- _TASK LIST_:
A. For each statement, answer yes or no on whether it agrees with the forum thread on vertical sync, and quote the deciding words: (i) a swap interval of 0 makes buffer swaps wait for vsync; (ii) SDL exposes the swap interval through SDL_GL_SetSwapInterval and SDL_GL_GetSwapInterval; (iii) the app under discussion is a game.
B. In the forum thread on vertical sync, which extension gives "Xbox-style" vsync handling?

- _EXTRACTED TEXT_:

::::::

Scott_Percival · April 30, 2013, 11:37am

I could be wrong, but here’s my understanding from the OpenGL side of
things. WGL and GLX don’t have a method to poll for the refresh rate or the
vertical retrace status, instead they have an extension
(GLX_EXT_swap_control) to set the swap interval, exposed in SDL as
SDL_GL_SetSwapInterval and SDL_GL_GetSwapInterval.

A swap interval of 0 means buffers are swapped as fast as possible with no
regard for vsync, 1 means the buffer swap call will block by sleeping until
the vertical retrace finishes, 2 means the same but for every 2nd retrace,
and so forth. Therefore, in the 100Hz case a draw call made at 25ms would
sleep until it hits 30ms, then release.

Also there’s a further extension (GLX_EXT_swap_control_tear) for
“Xbox-style” vsync handling, where any errant draw call that misses the
retrace will trigger a buffer swap ASAP, then afterwards revert back to
vsync. But that doesn’t really help in this case.

The OpenGL platform APIs don’t support callbacks, so you’re probably out of
luck. If you really need vertical sync, you will most likely have to poll
your external devices from a separate thread, or perhaps change your
strategy (e.g. set the swap interval to 1, determine the refresh rate, set
the swap interval to 0, start polling and trigger buffer swaps by checking
a timer).On 30 April 2013 18:35, jeroen clarysse <jeroen.clarysse at ppw.kuleuven.be>wrote:

**
as one last question (I should have grouped my questions in one reply… )

is there a way in SDL to “hook into the vertical blank” ? I.e. : can I
attach a function to the OpenGL engine that gets called EVERY time a
retrace is completed ? That would be a nice way to do proper stimulus
presentation in “frame counts”…

SDL mailing list
SDL at lists.libsdl.org
http://lists.libsdl.org/listinfo.cgi/sdl-libsdl.org

jeroen_clarysse1 · April 30, 2013, 11:51am

damd… that’s a painful situation…

how do high performance games handle this ? I mean : you sometimes see fps > 100 on some games… I guess they use a separate thread to poll the keyboard & mouse and do collision calculations ? If you look at games in the process manager/activity monitor, they are for sure taxing the CPU, so they are not sitting idle waiting for the VSync…

your last suggestion might work, but it is a bit dangerous, since any rounding errors will accumulate over time, causing redraws to occur midscreen

my biggest fear here is the following : my app is not a game, but an engine for psychology experiments. We need to be able to poll devices all the time to see if a subject has responded to visual stimuli on the screen. Even a false positive (subject presses too early to be a proper reaction time, or even BEFORE the stimulus is shown) needs to be detected. With a sleep inside the OpenGL_Swap, I will be losing the capacity to detect these responses

I could go multithreaded, but as people have pointed out to me in another forum topic, the odds of introducing more problems that I’m solving are substantial. Especially timing-wise, threads are a “bag of hurt”

::::::

- _INFORMATION SHOWN_:
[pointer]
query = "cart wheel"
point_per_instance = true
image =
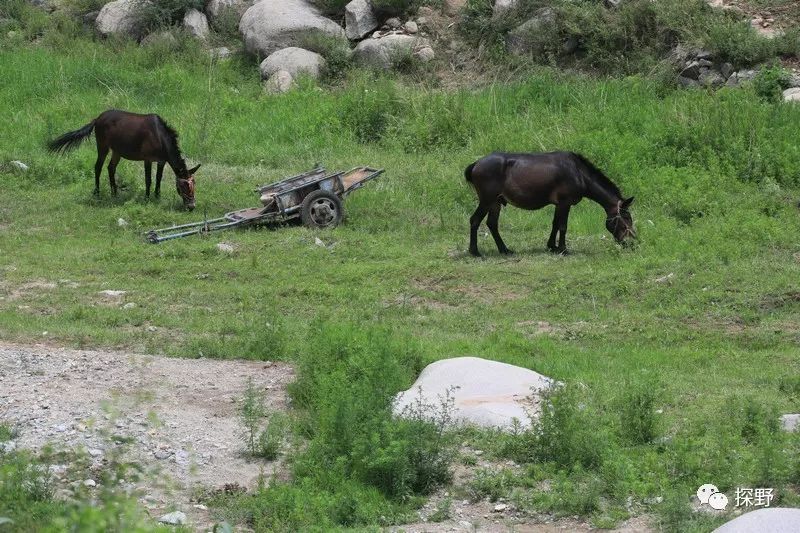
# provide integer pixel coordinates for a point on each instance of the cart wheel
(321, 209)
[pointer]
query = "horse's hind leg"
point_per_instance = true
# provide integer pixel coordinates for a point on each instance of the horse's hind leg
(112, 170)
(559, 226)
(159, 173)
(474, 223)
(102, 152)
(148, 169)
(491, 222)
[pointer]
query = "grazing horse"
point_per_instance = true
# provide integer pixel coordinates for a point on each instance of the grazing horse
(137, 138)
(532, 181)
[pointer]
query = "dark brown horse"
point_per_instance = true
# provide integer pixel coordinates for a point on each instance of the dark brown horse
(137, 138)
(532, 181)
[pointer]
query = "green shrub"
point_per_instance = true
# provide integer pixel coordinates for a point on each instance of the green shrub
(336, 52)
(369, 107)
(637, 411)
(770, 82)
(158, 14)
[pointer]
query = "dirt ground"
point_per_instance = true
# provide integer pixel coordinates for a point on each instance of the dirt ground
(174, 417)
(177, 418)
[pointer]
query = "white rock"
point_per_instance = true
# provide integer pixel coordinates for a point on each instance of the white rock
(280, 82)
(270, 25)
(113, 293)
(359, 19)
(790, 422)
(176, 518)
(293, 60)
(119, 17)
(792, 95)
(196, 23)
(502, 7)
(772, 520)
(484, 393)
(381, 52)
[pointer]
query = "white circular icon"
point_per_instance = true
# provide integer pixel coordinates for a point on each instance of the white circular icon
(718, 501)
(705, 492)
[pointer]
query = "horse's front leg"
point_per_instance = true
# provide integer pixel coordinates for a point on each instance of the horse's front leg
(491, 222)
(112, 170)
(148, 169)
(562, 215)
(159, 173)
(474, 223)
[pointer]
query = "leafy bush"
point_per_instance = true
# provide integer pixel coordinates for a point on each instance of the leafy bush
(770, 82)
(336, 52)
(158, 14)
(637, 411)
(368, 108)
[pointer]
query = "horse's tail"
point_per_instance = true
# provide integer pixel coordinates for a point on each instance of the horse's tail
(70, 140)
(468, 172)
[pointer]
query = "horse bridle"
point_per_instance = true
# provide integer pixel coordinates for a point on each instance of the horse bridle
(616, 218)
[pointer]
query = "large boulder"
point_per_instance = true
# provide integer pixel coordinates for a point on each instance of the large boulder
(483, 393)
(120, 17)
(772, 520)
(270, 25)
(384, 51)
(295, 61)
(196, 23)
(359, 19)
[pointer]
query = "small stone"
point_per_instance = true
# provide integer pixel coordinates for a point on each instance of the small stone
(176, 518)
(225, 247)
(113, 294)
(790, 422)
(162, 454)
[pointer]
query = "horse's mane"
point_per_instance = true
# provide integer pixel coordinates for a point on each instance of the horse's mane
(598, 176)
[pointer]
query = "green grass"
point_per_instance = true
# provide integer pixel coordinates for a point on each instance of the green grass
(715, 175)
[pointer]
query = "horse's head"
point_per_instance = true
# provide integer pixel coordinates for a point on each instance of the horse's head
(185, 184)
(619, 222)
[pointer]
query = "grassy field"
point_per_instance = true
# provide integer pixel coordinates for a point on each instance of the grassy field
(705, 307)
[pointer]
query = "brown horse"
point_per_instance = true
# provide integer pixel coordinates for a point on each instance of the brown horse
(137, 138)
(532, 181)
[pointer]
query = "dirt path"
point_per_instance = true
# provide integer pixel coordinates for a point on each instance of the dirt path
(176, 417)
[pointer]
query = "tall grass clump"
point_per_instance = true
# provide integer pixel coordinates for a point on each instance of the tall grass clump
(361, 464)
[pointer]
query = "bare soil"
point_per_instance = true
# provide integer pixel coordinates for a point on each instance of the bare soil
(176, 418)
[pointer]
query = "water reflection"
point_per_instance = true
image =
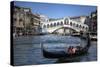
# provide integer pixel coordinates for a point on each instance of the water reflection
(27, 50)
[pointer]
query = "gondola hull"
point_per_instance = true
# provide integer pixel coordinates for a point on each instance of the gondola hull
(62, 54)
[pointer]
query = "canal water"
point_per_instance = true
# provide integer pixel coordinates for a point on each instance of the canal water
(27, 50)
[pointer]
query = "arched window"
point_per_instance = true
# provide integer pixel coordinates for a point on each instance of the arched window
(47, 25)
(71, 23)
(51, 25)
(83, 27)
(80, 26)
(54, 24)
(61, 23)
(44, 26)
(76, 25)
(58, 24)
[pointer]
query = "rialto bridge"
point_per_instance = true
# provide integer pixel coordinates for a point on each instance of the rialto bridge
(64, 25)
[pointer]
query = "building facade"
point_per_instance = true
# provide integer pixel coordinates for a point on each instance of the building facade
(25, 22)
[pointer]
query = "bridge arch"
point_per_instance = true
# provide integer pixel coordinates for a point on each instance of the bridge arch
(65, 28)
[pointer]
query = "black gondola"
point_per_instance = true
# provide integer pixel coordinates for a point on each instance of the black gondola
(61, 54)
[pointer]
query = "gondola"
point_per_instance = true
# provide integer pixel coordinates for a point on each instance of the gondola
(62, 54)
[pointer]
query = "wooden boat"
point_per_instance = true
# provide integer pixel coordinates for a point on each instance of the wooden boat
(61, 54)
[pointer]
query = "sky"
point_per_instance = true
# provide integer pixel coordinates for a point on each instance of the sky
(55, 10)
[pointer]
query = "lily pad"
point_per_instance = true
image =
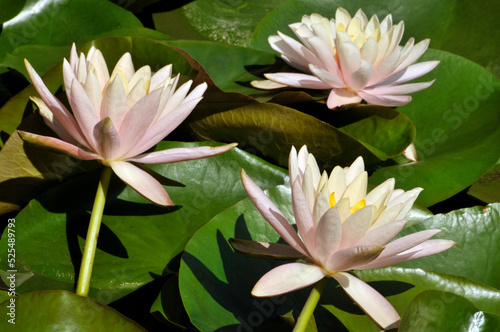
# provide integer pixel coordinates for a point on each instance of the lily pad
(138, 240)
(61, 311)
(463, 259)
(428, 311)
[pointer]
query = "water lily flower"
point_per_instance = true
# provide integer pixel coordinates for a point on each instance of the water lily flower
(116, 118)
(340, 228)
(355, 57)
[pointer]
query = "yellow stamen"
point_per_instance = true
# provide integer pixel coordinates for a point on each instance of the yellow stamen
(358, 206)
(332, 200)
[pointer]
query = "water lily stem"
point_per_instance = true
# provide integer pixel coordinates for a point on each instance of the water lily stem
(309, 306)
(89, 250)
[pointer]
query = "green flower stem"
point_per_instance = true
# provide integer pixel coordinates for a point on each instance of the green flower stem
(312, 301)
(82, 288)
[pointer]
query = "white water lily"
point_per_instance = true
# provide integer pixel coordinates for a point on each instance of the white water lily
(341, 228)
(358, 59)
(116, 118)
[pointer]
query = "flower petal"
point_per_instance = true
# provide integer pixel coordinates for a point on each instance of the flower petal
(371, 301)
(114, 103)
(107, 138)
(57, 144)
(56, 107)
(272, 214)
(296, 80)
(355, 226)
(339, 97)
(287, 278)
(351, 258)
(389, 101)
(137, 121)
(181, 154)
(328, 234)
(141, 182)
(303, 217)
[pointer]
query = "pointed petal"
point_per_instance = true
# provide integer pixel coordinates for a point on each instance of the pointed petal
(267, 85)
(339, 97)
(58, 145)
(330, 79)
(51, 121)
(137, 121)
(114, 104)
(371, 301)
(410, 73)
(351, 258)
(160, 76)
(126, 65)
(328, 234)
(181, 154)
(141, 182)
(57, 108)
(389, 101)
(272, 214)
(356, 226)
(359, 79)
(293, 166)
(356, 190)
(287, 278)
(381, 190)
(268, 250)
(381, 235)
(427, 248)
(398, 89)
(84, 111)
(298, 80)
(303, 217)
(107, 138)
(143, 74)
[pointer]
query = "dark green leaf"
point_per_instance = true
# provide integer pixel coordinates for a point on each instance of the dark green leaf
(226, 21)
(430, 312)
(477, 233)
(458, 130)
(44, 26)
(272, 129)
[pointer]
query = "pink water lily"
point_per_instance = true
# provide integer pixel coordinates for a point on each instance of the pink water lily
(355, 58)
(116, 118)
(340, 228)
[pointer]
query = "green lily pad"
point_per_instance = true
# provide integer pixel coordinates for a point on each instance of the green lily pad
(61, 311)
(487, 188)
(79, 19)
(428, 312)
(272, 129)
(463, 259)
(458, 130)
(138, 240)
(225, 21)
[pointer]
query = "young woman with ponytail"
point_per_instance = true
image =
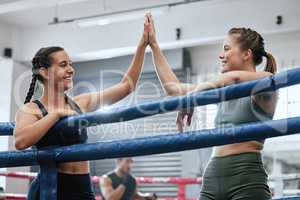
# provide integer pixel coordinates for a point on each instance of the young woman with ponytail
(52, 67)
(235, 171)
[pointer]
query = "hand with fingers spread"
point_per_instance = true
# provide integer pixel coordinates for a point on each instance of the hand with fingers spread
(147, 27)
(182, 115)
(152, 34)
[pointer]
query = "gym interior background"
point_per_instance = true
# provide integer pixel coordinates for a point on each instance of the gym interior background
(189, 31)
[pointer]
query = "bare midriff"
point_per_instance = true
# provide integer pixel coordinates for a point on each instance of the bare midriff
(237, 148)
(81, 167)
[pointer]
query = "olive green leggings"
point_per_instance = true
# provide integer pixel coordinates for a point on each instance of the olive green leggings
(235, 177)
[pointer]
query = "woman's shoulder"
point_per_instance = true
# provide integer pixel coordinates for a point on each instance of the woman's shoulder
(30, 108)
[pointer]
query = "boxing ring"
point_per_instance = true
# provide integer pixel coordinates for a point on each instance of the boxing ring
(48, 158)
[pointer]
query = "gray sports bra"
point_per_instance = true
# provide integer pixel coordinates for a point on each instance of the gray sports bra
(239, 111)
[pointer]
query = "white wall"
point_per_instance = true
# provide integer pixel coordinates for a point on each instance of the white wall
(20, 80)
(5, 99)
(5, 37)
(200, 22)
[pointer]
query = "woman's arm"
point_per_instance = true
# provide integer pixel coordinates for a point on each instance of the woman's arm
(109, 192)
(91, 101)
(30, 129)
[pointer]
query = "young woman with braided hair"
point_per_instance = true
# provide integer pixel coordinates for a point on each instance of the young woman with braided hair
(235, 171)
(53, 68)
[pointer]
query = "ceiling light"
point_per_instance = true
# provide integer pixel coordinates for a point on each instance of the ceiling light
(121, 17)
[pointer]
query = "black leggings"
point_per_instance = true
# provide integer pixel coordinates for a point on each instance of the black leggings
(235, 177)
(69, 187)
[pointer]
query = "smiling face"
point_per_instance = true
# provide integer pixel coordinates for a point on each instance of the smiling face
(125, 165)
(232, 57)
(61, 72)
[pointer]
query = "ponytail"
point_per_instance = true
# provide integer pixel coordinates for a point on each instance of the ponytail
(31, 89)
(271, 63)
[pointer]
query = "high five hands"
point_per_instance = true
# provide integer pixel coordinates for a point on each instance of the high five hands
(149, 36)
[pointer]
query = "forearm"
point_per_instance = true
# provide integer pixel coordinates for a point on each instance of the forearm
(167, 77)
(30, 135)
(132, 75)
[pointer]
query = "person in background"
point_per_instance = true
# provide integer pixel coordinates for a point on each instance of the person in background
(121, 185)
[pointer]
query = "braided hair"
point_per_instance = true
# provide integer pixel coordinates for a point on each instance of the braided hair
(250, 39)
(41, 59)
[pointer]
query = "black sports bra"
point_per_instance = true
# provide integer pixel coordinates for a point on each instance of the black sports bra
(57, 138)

::::::

- _RESPONSES FOR EACH TASK_:
A.
(i) No: "A swap interval of 0 means buffers are swapped as fast as possible with no regard for vsync"
(ii) Yes: "exposed in SDL as SDL_GL_SetSwapInterval and SDL_GL_GetSwapInterval"
(iii) No: "my app is not a game, but an engine for psychology experiments"

B. GLX_EXT_swap_control_tear